§ **SET PROBLEM A**
In the post on drawing circles with a pixel shader below, copy each distinct line of code that assigns a value to alpha, one per line.

§ **QUOTED PASSAGE**
..............................
Software Development

So we set up DirectX or OpenGL to draw a 256x256 virtual texture on screen that has a one to one pixel to texel correspondence. This means that if you were to draw a real texture on screen, each texel would appear as a pixel. No scaling at all.

Now we can use a pixel shader. The pixel shader needs to know the radius though. So you can pass this either as a pixel shader constant or through one of the other texture unit's coordinates (as x,y or z values). Passing it as a texture coordinate is encouraged on older video cards as it hold higher precision than pixel shader constants. IOW, pass it as a vertex shader constant which will then pass it on as a texture coordinate (say Texture #2).

How do we calculate the radius? Well, if we have 120 for radius, then in texel space, it's simply 120/256 or 0.46875.

So we can simply calculate the following, assuming the z coordinate is always reset to zero or not used at all which it what we assume here:

First, we need coordinates that go -0.5 to 0 and back up to 0.5 instead of [0,1].

tex0=tex0-0.5;

Now we can compare the radius to the calculated distance of the texel to the center of the virtual texture.

alpha = radius-sqrt(dot(tex0,tex0));

// Or

alpha = radius-sqrt(tex0.x*tex0.x+tex0.y*tex0.y);

If the alpha is negative, it should not be drawn. So we could do something like this.

alpha = (alpha)?1:0

Then simply output the color of your choice with the calculated alpha, given through a constant, texture coordinate, or given by the vertex shader through the diffuse color v0, or whatever else. Make sure you have the proper blending settings so that alpha will be taken into account. You may also set up an alpha test so that an alpha of zero is not drawn.

On older cards, you have a problem. There is no such thing as a square root in pixel shaders. But you don't need the square root. You can work with squares instead. So send both the radius and radius2 where that last one will be the square of the radius. In fact, newer cards could use this as well as it's two operations less.

alpha = radius2-dot(tex0,tex0);
alpha = (alpha)?1:0

// OR
alpha = radius2-dot(tex0,tex0);
clip(alpha)
return myRGBColor;

Before setting alpha to 1 or 0, you could also use clip() or texkill instruction. That way, you don't even need the alpha value as shown.

Ok, so far, this is all boring. We draw a circle, but it's all blocky. How do we get it to be antialiased? The first thing is to add half a pixel to the radius to allow for antialiased pixels.

We still use the same technique for clipping pixels outside of the circle. But now we need a way to calculate the correct alpha value on the border of the circle. How is this done? Well, it's actually easy with the use of saturate.
..............................
§ **SUPPLIED RECORDS**
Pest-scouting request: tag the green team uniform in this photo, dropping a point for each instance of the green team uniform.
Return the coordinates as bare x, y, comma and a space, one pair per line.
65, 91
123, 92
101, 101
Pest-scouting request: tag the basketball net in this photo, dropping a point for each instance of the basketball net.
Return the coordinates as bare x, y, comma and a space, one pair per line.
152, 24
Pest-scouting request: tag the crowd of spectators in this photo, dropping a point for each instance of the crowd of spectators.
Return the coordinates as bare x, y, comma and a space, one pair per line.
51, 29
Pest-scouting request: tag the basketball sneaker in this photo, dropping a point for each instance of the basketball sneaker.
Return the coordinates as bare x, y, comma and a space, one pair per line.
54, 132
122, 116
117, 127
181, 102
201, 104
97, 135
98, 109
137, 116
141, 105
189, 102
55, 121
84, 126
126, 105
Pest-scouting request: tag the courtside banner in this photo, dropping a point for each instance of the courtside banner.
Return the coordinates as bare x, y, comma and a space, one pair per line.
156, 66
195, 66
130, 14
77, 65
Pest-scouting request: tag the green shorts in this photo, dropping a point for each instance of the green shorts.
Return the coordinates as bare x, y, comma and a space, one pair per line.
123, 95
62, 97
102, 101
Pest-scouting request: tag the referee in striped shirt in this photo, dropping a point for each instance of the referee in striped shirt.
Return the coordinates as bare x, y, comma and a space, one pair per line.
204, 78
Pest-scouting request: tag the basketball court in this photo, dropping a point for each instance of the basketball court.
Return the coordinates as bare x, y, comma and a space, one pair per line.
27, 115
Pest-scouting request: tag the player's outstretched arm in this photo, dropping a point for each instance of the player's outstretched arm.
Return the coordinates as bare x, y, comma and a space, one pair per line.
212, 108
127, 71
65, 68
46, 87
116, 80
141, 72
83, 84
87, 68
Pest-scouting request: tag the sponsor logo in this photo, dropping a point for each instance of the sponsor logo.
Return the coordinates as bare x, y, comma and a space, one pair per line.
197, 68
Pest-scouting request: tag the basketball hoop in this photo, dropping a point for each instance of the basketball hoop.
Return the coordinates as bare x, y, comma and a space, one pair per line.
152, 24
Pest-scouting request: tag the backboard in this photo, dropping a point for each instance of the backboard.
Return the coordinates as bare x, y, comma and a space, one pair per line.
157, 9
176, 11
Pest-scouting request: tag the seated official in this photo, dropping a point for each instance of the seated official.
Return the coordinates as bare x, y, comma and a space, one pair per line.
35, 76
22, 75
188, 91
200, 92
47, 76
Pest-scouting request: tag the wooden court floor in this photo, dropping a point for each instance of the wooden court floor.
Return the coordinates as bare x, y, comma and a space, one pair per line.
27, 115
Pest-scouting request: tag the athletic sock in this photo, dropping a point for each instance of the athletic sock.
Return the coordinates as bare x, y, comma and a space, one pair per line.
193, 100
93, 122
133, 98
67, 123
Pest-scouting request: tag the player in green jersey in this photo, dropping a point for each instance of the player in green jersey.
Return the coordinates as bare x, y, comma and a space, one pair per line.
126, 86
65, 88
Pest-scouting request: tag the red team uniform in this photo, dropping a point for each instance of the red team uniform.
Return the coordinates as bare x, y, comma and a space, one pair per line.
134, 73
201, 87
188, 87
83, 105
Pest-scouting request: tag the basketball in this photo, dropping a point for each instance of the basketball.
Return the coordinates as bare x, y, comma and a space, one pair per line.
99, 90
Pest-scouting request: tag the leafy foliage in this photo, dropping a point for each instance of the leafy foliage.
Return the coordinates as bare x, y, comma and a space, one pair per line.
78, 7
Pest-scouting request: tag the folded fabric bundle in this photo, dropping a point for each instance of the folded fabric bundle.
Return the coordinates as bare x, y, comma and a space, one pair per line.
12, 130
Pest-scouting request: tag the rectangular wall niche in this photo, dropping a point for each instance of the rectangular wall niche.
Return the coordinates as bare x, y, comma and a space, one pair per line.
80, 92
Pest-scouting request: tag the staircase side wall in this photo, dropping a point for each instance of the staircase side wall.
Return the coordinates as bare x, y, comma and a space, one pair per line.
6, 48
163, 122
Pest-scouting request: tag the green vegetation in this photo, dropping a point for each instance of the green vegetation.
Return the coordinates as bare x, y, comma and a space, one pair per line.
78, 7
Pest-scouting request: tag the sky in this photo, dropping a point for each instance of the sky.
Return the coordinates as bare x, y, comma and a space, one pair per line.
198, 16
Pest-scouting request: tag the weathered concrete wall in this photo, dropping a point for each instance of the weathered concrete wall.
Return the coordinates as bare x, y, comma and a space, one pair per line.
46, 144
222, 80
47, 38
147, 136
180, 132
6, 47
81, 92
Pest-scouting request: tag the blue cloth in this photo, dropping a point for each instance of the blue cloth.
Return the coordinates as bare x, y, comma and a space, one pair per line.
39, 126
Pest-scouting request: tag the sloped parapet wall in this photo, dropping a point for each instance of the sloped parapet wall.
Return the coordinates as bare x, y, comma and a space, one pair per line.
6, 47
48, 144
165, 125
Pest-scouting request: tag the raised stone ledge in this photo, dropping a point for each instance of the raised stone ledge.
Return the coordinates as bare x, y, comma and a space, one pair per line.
..............................
§ **SET PROBLEM B**
How many lines in the rows above contain the string "player"? Reply with the number only.

§ **FULL OUTPUT A**
alpha = radius-sqrt(dot(tex0,tex0));
alpha = radius-sqrt(tex0.x*tex0.x+tex0.y*tex0.y);
alpha = (alpha)?1:0
alpha = radius2-dot(tex0,tex0);

§ **FULL OUTPUT B**
2